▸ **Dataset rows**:
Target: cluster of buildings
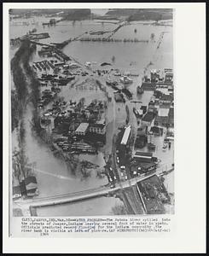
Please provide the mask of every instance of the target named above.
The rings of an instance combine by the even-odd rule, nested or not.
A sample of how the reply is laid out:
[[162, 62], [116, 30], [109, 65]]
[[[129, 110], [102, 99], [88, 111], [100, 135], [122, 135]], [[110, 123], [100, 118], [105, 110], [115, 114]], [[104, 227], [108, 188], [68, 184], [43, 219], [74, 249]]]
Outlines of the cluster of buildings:
[[38, 183], [35, 176], [27, 176], [18, 185], [13, 186], [13, 199], [21, 196], [34, 196], [38, 195]]
[[[106, 143], [106, 104], [92, 101], [89, 106], [79, 102], [55, 102], [54, 108], [64, 109], [54, 119], [52, 133], [58, 146], [71, 153], [96, 153], [96, 145]], [[59, 137], [65, 137], [63, 142]]]

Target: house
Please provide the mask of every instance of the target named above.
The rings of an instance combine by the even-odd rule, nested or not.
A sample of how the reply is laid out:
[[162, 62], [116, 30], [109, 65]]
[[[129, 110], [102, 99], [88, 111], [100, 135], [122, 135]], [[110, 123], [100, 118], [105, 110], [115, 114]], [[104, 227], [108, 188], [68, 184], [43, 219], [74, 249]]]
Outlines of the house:
[[160, 116], [157, 115], [155, 120], [154, 120], [154, 125], [160, 125], [160, 126], [167, 126], [168, 123], [168, 117], [167, 116]]
[[14, 186], [12, 188], [12, 196], [13, 199], [18, 199], [21, 197], [21, 191], [20, 191], [20, 186]]
[[168, 125], [170, 127], [174, 126], [174, 108], [171, 108], [168, 112]]
[[35, 176], [26, 177], [24, 180], [24, 183], [26, 185], [27, 196], [33, 196], [38, 195], [38, 184]]
[[160, 103], [171, 104], [173, 101], [173, 96], [171, 94], [163, 94], [160, 98]]
[[154, 118], [154, 113], [148, 112], [142, 119], [142, 125], [149, 126]]
[[153, 132], [155, 136], [162, 136], [163, 135], [163, 129], [158, 126], [152, 126], [150, 131]]
[[106, 133], [106, 125], [104, 123], [95, 123], [90, 125], [90, 132], [104, 135]]
[[81, 123], [79, 125], [79, 126], [76, 129], [75, 131], [75, 134], [76, 135], [85, 135], [87, 129], [89, 127], [89, 124], [88, 123]]

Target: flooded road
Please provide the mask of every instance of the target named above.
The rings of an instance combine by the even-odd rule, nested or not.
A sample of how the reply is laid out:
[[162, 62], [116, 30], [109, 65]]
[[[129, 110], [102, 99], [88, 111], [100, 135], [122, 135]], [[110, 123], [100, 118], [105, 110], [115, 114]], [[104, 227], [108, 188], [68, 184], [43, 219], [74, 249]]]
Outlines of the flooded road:
[[[29, 26], [11, 26], [10, 38], [15, 38], [26, 34], [27, 30], [37, 28], [37, 32], [49, 32], [49, 38], [41, 40], [42, 43], [60, 43], [69, 38], [77, 37], [86, 31], [113, 30], [114, 24], [101, 24], [96, 20], [61, 21], [55, 26], [43, 26], [42, 22], [49, 20], [49, 18], [38, 17], [38, 24], [32, 25], [33, 19], [27, 19]], [[17, 20], [18, 21], [18, 20]], [[137, 32], [134, 33], [134, 29]], [[158, 39], [162, 32], [164, 35], [162, 44], [156, 51]], [[147, 40], [150, 34], [154, 33], [155, 42], [148, 43], [98, 43], [98, 42], [80, 42], [75, 41], [67, 44], [63, 52], [67, 55], [73, 55], [76, 60], [84, 64], [86, 61], [95, 61], [95, 67], [101, 68], [101, 63], [111, 62], [111, 68], [119, 68], [122, 71], [131, 71], [139, 73], [138, 77], [133, 78], [133, 84], [129, 86], [130, 90], [134, 94], [133, 99], [142, 100], [142, 104], [147, 105], [152, 96], [151, 92], [145, 92], [142, 96], [136, 96], [136, 86], [141, 84], [144, 67], [152, 61], [152, 67], [172, 68], [172, 27], [144, 26], [136, 23], [126, 26], [114, 34], [115, 38], [137, 38]], [[38, 49], [39, 48], [38, 47]], [[10, 52], [12, 58], [15, 49]], [[114, 62], [112, 57], [115, 57]], [[38, 55], [34, 55], [34, 60], [38, 61]], [[100, 80], [105, 84], [106, 79], [100, 77]], [[113, 96], [113, 90], [107, 88]], [[61, 94], [65, 100], [78, 101], [81, 97], [85, 98], [85, 103], [89, 104], [91, 100], [104, 100], [104, 92], [99, 89], [90, 88], [71, 88], [63, 87]], [[131, 103], [128, 103], [130, 106]], [[133, 105], [133, 104], [132, 104]], [[132, 106], [131, 105], [131, 106]], [[130, 109], [132, 113], [131, 108]], [[125, 123], [126, 113], [124, 103], [115, 103], [114, 100], [108, 103], [107, 108], [107, 137], [106, 152], [111, 153], [112, 138], [115, 129]], [[94, 171], [90, 171], [90, 177], [83, 179], [79, 175], [73, 175], [67, 165], [61, 160], [55, 157], [48, 147], [43, 144], [34, 137], [31, 131], [30, 120], [32, 119], [32, 108], [28, 106], [26, 115], [26, 152], [30, 162], [35, 162], [35, 174], [37, 177], [39, 190], [39, 197], [62, 195], [65, 193], [76, 192], [91, 188], [97, 188], [107, 183], [106, 177], [98, 178]], [[157, 138], [156, 138], [157, 140]], [[15, 147], [15, 134], [13, 135], [13, 148]], [[161, 145], [160, 146], [161, 147]], [[171, 152], [171, 154], [170, 154]], [[162, 158], [172, 158], [172, 149], [168, 154], [162, 153]], [[171, 155], [170, 155], [171, 154]], [[98, 155], [80, 155], [79, 159], [90, 160], [102, 168], [105, 166], [104, 154]], [[121, 201], [116, 198], [98, 198], [95, 200], [76, 203], [73, 205], [63, 205], [50, 207], [38, 210], [38, 215], [49, 216], [69, 216], [69, 215], [108, 215], [112, 214], [112, 207], [115, 205], [121, 205]], [[79, 211], [78, 210], [79, 209]]]

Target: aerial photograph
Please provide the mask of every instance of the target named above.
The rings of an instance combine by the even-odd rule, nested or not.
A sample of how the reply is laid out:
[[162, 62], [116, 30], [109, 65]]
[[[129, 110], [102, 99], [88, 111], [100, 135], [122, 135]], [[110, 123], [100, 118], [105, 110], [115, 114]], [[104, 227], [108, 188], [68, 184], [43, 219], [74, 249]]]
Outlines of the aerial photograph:
[[175, 213], [174, 15], [9, 9], [13, 217]]

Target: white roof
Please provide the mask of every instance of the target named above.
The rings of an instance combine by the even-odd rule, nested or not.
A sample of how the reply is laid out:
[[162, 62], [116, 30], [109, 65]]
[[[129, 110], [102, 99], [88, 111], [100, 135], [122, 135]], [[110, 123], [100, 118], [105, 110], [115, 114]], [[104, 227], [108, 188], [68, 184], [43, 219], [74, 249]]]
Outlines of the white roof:
[[125, 128], [123, 138], [121, 140], [121, 144], [126, 145], [129, 136], [130, 136], [131, 130], [131, 125], [129, 125], [128, 127]]
[[169, 108], [159, 108], [158, 115], [159, 116], [168, 116]]
[[88, 123], [81, 123], [79, 126], [76, 129], [75, 132], [85, 132], [88, 127]]

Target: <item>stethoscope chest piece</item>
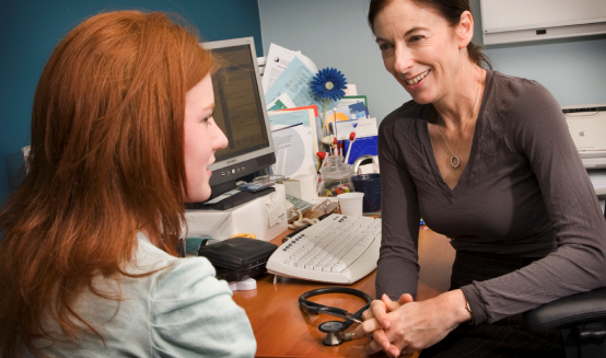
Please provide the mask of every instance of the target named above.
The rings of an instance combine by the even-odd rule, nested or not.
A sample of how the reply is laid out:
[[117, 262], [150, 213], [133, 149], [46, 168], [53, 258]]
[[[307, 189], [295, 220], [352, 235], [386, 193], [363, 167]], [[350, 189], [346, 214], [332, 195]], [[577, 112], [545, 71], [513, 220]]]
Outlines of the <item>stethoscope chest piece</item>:
[[324, 345], [325, 346], [338, 346], [341, 343], [343, 343], [343, 338], [341, 338], [341, 335], [339, 332], [343, 330], [342, 322], [339, 321], [328, 321], [324, 322], [318, 326], [318, 330], [321, 332], [326, 333], [326, 338], [324, 338]]

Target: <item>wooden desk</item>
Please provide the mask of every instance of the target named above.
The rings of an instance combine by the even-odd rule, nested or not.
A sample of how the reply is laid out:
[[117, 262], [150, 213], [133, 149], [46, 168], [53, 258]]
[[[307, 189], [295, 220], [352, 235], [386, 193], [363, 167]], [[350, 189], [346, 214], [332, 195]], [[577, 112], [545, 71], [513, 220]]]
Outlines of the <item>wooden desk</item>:
[[[272, 242], [280, 245], [285, 234]], [[454, 250], [448, 239], [422, 227], [419, 233], [421, 273], [418, 300], [427, 300], [448, 289], [453, 259]], [[375, 273], [347, 287], [362, 290], [374, 298]], [[273, 284], [273, 275], [265, 275], [257, 278], [256, 290], [234, 292], [235, 302], [246, 310], [253, 325], [257, 338], [257, 357], [368, 357], [364, 351], [368, 343], [365, 338], [336, 347], [324, 346], [322, 340], [325, 334], [317, 326], [322, 322], [338, 319], [325, 314], [310, 316], [299, 309], [299, 296], [326, 286], [330, 285], [288, 277], [280, 277]], [[324, 295], [313, 300], [350, 312], [363, 305], [361, 299], [347, 295]]]

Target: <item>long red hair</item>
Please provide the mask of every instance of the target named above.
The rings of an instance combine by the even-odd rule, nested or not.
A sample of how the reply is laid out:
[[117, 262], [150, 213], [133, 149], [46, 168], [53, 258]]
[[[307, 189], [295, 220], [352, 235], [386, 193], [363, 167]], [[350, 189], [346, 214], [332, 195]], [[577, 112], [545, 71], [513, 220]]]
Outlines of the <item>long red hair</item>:
[[[198, 36], [163, 13], [117, 11], [71, 31], [38, 82], [28, 174], [0, 212], [0, 347], [74, 339], [95, 275], [126, 275], [136, 233], [175, 253], [184, 222], [186, 92], [213, 70]], [[59, 323], [61, 337], [45, 331]], [[98, 333], [97, 333], [98, 335]], [[100, 338], [102, 338], [100, 336]]]

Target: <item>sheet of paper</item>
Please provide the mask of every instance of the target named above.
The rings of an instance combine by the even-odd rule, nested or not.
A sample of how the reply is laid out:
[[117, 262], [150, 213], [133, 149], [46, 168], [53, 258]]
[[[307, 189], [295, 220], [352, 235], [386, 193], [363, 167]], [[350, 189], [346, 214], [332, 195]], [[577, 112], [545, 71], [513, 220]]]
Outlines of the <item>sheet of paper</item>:
[[267, 195], [265, 208], [267, 210], [267, 220], [269, 221], [270, 228], [285, 219], [285, 200], [284, 197], [280, 196], [278, 193], [275, 192]]
[[259, 66], [259, 76], [263, 77], [263, 73], [265, 72], [265, 61], [267, 60], [267, 57], [257, 57], [257, 65]]
[[270, 104], [267, 105], [267, 111], [280, 111], [296, 107], [292, 100], [289, 97], [288, 93], [280, 94], [279, 97], [273, 100]]
[[[267, 72], [267, 69], [266, 69]], [[288, 93], [292, 102], [298, 106], [317, 105], [324, 109], [324, 101], [317, 99], [312, 92], [311, 82], [315, 72], [313, 72], [303, 61], [295, 57], [280, 78], [265, 93], [266, 104], [271, 103], [280, 94]], [[328, 109], [335, 107], [336, 102], [328, 103]]]
[[296, 51], [284, 48], [271, 43], [267, 53], [267, 62], [265, 65], [265, 74], [261, 80], [263, 90], [265, 93], [273, 85], [273, 82], [282, 74], [292, 59], [296, 56]]
[[349, 83], [347, 85], [347, 89], [345, 89], [345, 95], [358, 95], [358, 89], [356, 88], [356, 84]]
[[368, 99], [365, 95], [346, 95], [339, 101], [339, 103], [337, 103], [337, 107], [342, 107], [342, 106], [347, 106], [359, 102], [364, 103], [366, 107], [369, 106]]
[[273, 174], [291, 177], [316, 172], [308, 135], [303, 125], [276, 125], [271, 129], [276, 150], [276, 164], [271, 165]]
[[[356, 127], [356, 140], [353, 142], [350, 142], [349, 140], [346, 140], [345, 147], [346, 152], [351, 151], [349, 154], [349, 164], [352, 164], [361, 155], [377, 155], [378, 154], [378, 146], [377, 146], [377, 126], [376, 126], [376, 118], [364, 118], [359, 120], [350, 120], [351, 123], [358, 122], [358, 126]], [[345, 126], [348, 124], [347, 122], [338, 122], [337, 123], [337, 130], [340, 129], [340, 126]], [[350, 125], [350, 124], [348, 124]], [[343, 131], [347, 132], [347, 129], [343, 127]]]
[[315, 160], [315, 153], [318, 151], [318, 138], [316, 131], [316, 120], [314, 111], [311, 108], [299, 111], [279, 111], [269, 112], [269, 125], [271, 128], [277, 125], [292, 126], [302, 124], [305, 127], [307, 134], [310, 150], [312, 150], [312, 157]]
[[[319, 142], [319, 140], [322, 139], [322, 123], [319, 120], [319, 114], [317, 112], [317, 105], [310, 105], [310, 106], [302, 106], [302, 107], [294, 107], [294, 108], [288, 108], [288, 109], [281, 109], [282, 112], [289, 112], [289, 111], [301, 111], [301, 109], [312, 109], [314, 112], [314, 123], [315, 123], [315, 127], [316, 127], [316, 142], [315, 142], [315, 146], [314, 146], [314, 150], [315, 148], [321, 148], [322, 145]], [[316, 153], [317, 151], [315, 151], [314, 153]], [[314, 154], [315, 157], [315, 154]]]
[[[362, 102], [353, 103], [350, 105], [335, 107], [326, 113], [325, 126], [328, 132], [335, 134], [334, 123], [351, 119], [361, 119], [368, 117], [366, 107]], [[337, 128], [339, 129], [339, 128]], [[339, 132], [337, 131], [337, 135]], [[341, 136], [339, 135], [339, 138]]]

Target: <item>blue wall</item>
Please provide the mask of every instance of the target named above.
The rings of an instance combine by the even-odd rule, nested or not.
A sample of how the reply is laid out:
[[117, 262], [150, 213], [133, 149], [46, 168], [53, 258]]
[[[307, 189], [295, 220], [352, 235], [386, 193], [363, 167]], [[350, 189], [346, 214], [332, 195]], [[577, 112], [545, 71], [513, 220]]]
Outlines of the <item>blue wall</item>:
[[[505, 1], [505, 0], [499, 0]], [[264, 48], [301, 50], [318, 69], [336, 67], [366, 94], [382, 120], [410, 100], [385, 70], [366, 24], [369, 0], [258, 0]], [[482, 45], [480, 1], [470, 0], [474, 43]], [[296, 15], [293, 15], [296, 14]], [[494, 69], [545, 85], [560, 105], [606, 103], [606, 35], [487, 46]]]
[[9, 187], [4, 157], [30, 145], [32, 103], [53, 49], [82, 20], [110, 10], [179, 13], [206, 41], [254, 36], [261, 56], [256, 0], [26, 0], [0, 3], [0, 203]]

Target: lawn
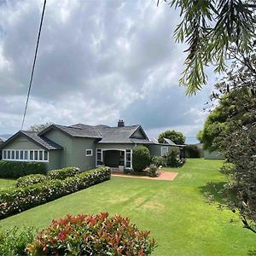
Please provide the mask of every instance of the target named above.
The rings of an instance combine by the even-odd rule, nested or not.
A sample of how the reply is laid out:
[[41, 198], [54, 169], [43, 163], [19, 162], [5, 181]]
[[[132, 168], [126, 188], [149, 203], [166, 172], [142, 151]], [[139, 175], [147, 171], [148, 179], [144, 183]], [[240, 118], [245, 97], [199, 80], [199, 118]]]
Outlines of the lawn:
[[[247, 255], [256, 250], [255, 235], [233, 213], [205, 202], [207, 182], [224, 181], [220, 160], [188, 160], [172, 181], [113, 177], [110, 181], [0, 221], [11, 226], [47, 226], [67, 213], [109, 212], [129, 217], [151, 230], [154, 255]], [[166, 170], [170, 171], [170, 169]], [[232, 221], [230, 219], [232, 218]]]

▸ **Written exercise**: Count the lines in the dataset rows above that contain the string "roof". Give only the number.

▸ **Exercise response**: 2